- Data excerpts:
──────────────────────────────

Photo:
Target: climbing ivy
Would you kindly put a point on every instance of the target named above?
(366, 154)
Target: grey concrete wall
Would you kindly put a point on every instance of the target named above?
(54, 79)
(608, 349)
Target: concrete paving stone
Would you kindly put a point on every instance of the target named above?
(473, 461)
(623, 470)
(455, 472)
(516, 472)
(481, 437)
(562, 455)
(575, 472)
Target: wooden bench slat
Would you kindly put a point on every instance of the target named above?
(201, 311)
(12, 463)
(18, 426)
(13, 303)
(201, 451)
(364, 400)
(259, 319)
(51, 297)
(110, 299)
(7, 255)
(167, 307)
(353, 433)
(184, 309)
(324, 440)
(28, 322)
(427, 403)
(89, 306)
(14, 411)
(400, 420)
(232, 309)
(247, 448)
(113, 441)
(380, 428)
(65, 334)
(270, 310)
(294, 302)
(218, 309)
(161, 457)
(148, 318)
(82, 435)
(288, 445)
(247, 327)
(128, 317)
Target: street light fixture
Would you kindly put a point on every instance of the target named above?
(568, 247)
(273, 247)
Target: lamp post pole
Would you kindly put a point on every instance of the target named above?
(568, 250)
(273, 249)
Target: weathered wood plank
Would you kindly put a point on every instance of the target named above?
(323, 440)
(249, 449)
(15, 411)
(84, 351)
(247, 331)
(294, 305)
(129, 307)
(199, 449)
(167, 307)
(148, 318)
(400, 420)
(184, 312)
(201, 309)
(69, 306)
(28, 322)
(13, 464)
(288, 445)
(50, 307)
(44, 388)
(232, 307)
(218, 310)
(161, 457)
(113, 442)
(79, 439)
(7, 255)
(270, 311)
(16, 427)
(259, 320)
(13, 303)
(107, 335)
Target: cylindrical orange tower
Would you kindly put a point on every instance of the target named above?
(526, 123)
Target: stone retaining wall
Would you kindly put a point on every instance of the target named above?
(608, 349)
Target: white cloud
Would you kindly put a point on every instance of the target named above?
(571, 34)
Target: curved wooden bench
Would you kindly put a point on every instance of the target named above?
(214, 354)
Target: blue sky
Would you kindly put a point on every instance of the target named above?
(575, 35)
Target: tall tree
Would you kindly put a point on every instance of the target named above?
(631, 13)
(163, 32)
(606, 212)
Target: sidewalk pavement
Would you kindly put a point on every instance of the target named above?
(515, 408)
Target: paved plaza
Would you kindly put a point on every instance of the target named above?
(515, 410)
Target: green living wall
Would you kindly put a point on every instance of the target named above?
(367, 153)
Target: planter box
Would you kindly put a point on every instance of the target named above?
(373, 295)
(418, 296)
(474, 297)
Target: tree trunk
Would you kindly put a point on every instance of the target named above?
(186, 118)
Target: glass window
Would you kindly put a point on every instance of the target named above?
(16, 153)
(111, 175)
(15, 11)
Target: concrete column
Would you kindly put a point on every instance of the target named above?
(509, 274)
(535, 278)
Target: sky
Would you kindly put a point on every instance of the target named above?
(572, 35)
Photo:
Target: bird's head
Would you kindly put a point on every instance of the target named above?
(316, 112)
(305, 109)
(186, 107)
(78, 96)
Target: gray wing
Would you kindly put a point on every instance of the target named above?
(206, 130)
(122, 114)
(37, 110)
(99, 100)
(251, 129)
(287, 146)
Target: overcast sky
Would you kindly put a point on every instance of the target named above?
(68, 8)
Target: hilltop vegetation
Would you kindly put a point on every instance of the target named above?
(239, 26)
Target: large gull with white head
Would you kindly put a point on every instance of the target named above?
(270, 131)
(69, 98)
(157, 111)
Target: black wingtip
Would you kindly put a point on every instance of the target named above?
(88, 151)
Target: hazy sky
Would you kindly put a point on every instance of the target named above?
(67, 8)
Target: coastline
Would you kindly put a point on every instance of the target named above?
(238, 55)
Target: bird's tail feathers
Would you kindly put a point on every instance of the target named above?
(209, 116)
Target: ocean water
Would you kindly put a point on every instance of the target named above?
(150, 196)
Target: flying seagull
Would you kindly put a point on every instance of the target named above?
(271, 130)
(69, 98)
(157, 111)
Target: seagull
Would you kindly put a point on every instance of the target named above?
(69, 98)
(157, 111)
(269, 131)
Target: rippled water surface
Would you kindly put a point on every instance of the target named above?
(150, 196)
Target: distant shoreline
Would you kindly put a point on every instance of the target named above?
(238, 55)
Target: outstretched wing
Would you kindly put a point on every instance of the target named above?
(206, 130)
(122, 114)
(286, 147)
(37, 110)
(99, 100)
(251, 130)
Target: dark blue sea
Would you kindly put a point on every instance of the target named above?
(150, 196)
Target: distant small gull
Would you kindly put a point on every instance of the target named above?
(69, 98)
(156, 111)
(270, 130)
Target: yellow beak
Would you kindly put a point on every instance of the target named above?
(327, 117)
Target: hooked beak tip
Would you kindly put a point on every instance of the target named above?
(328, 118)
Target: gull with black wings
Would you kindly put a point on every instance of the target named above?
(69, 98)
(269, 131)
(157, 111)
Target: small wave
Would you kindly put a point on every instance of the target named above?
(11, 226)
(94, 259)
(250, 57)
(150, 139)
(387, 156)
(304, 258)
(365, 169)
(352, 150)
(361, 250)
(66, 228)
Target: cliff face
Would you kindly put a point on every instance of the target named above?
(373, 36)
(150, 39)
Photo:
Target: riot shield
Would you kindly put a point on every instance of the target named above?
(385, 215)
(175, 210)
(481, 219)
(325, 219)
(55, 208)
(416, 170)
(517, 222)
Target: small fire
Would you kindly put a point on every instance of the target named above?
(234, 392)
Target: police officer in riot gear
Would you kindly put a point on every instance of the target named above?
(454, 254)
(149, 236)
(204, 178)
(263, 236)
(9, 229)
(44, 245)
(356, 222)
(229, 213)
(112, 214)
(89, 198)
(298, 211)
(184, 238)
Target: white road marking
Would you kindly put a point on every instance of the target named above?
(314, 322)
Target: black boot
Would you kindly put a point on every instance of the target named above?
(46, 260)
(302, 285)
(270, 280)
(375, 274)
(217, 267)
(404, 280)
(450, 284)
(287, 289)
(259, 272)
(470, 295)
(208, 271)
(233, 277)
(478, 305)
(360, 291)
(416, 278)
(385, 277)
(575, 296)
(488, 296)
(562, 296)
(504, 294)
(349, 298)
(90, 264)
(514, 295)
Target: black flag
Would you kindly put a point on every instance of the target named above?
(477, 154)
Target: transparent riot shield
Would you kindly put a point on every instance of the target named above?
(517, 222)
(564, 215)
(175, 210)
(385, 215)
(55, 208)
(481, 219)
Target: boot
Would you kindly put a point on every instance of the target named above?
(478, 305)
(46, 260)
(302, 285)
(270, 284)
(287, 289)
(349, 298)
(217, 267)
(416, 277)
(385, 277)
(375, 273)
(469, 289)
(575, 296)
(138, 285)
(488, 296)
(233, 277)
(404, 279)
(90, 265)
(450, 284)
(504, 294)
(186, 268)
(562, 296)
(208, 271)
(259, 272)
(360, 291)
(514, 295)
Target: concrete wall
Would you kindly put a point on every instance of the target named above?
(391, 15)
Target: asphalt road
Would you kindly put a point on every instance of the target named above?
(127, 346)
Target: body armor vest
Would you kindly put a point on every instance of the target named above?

──────────────────────────────

- Exercise goal: Set down exactly the line that holds "Target: small fire" and all lines after it to the end of the data.

- Response:
Target: small fire
Would you kindly put a point on every instance of the target named above?
(234, 392)
Target: police officer in riot gear
Would you kindly put a point on every instance of the target named above?
(454, 254)
(149, 236)
(204, 178)
(263, 236)
(9, 229)
(44, 245)
(356, 222)
(229, 213)
(112, 214)
(89, 198)
(298, 211)
(184, 238)
Target: white road marking
Would you kindly put a point on every instance of the target named above?
(314, 322)
Target: black boot
Would you kindly put a point on every instance of the target named above?
(46, 260)
(302, 285)
(270, 280)
(375, 274)
(217, 267)
(404, 280)
(450, 284)
(287, 289)
(259, 272)
(470, 295)
(208, 271)
(233, 277)
(478, 305)
(360, 291)
(416, 278)
(385, 277)
(575, 296)
(488, 296)
(562, 296)
(504, 294)
(349, 298)
(90, 264)
(514, 295)
Target: black flag
Would you kindly put a point on every instance of the target named above?
(477, 154)
Target: transparent riot shield
Would you kindly put a point on every instance of the target named above?
(517, 222)
(564, 215)
(175, 210)
(385, 215)
(55, 208)
(481, 219)
Target: boot
Would you kindly put a point on every instance of the target named above?
(478, 305)
(46, 260)
(302, 285)
(270, 284)
(287, 289)
(349, 298)
(217, 267)
(416, 277)
(385, 277)
(375, 273)
(469, 289)
(575, 296)
(138, 285)
(488, 296)
(233, 277)
(404, 279)
(90, 265)
(450, 284)
(504, 294)
(186, 268)
(562, 296)
(208, 271)
(259, 272)
(360, 291)
(514, 295)
Target: concrete wall
Would you kindly put a point on every instance of the target named above?
(391, 15)
Target: asphalt road
Would you kindly put a point on every instance of the target named above?
(127, 346)
Target: body armor vest
Would you kindly put a point on every instance of the target named above?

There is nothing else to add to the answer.